→ **Extrait du texte**
____
En général, la complexité des questionnaires est sous-estimée, ce qui peut réduire la portée des étapes ultérieures. L’investissement de temps et de ressources pour la formulation est crucial, sachant qu’il n’existe pas de modèle de questionnaire “clé en main” étant donné la diversité des contextes des pays. Les responsables de l’élaboration du questionnaire devront examiner les expériences de leur pays et d’autres pays, en particulier ceux qui sont similaires et, surtout, ils devront effectuer un test sur le terrain.

Formulation des questions

La rédaction des questions fera l’objet de soins minutieux sachant que de nombreuses rubriques sont cognitivement porteuses de réponses fausses. Les malentendus sont souvent dus à une mauvaise formulation des questions et des instructions d’application, mais les interprétations personnelles des enquêteurs n’y sont pas étrangères surtout lorsqu’il s’agit d’un domaine aussi sensible que celui de la problématique de genre.

Une attention toute particulière doit être portée aux risques de réponses induites par le mode de questionnement. Par rapport aux distorsions connues et pour récupérer l’information perdue lors de la première demande, l’alternative est, soit de reformuler la question soit d’ajouter des questions-filtres compensatoires. On a déjà parlé des déviations possibles dans les chapitres précédents. Les femmes ont tendance à se considérer elles-mêmes comme personnes au foyer, sous-estimant leur contribution économique, particulièrement celle liée à l’exploitation familiale. Les activités telles que planter, récolter ou égrener sont perçues comme des tâches domestiques alors qu’elles sont économiques. Par habitude, le mot travail induit celui de rémunération. En outre, dans différentes cultures, les hommes sont réticents à reconnaître que leur(s) femme(s) et leurs filles travaillent étant donné le contrôle social qui s’y réfère. L’équation sexiste homme égal revenu familial conduit à dénombrer les femmes comme personnes au foyer et elle est maintenue si les enquêteurs sont des hommes.
____
→ **Lignes fournies**
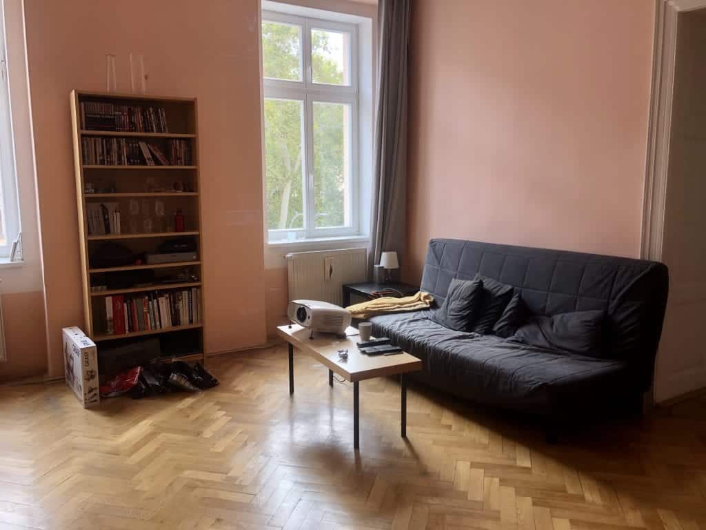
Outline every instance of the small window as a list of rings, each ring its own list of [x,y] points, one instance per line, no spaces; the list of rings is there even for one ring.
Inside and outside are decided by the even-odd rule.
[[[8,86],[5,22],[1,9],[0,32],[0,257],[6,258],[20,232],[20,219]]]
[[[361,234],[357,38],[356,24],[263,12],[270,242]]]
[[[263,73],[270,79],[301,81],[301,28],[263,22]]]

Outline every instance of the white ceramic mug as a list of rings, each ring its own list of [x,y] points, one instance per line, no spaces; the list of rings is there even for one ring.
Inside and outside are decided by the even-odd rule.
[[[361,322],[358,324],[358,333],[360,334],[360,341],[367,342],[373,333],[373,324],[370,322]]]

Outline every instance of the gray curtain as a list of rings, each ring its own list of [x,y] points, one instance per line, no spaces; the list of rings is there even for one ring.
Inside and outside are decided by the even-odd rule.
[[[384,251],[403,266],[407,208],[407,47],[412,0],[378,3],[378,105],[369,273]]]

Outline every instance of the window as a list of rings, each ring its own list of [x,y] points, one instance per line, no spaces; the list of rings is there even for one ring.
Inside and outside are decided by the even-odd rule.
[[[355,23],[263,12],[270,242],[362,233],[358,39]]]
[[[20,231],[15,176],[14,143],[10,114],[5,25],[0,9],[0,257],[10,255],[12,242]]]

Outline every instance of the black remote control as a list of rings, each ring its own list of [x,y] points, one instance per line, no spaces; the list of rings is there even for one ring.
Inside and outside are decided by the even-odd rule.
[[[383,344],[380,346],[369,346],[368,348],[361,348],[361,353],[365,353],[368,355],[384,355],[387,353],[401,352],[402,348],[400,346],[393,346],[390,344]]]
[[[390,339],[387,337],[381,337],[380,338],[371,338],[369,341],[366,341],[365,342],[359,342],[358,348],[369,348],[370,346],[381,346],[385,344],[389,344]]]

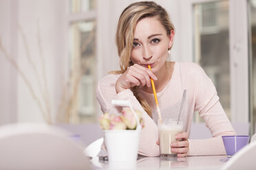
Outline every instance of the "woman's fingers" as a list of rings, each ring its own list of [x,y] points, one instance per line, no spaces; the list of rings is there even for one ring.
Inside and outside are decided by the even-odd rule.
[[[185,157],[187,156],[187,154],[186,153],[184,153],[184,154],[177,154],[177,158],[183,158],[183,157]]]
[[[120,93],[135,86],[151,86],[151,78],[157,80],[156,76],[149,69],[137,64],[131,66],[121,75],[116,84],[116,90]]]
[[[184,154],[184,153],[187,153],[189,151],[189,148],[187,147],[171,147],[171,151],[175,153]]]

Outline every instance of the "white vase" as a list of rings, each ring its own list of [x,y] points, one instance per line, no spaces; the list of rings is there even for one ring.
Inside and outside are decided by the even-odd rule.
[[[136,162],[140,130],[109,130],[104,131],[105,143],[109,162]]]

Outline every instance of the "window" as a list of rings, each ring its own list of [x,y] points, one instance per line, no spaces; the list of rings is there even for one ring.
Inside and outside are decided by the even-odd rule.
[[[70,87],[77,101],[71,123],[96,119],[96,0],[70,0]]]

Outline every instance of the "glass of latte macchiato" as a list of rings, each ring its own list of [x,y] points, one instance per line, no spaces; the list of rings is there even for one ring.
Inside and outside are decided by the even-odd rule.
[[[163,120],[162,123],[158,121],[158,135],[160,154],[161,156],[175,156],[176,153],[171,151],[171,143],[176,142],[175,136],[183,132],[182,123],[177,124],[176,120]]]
____
→ **Énoncé 1**
Énumérez les activités que l'extrait sur la conception des questionnaires présente comme perçues à tort comme des tâches domestiques.
→ **Énoncé 2**
D'après l'extrait sur la conception des questionnaires, quelles sont les deux solutions possibles pour récupérer l'information perdue lors de la première demande ?
→ **Énoncé 3**
Reprenez l'extrait sur la conception des questionnaires à la suite de sa dernière phrase.
Il n'est pas nécessaire de consulter les lignes.

→ **Réponse rédigée 1**
Planter, récolter, égrener.

→ **Réponse rédigée 2**
Reformuler la question ou ajouter des questions-filtres compensatoires.

→ **Réponse rédigée 3**
L’utilisation de certains “mots clés” fera l’objet d’un soin attentif. Les mots véhiculant les concepts sont susceptibles d’interprétations pour des questions telles que: “Est-ce vous qui travaillez comme...?” ou “Quelle est votre activité principale?” parce que la “connotation du mot travail est celle d’emploi rétribué”. Des études ont démontré que la qualité de la mesure de l’activité des femmes variait en fonction des mots clés utilisés dans les questions. La question “Avez-vous travaillé sur l’exploitation” peut être remplacée par “Avez-vous fait une ou plusieurs des activités suivantes: élevage de volailles, désherbage, semis, récolte, etc.”60.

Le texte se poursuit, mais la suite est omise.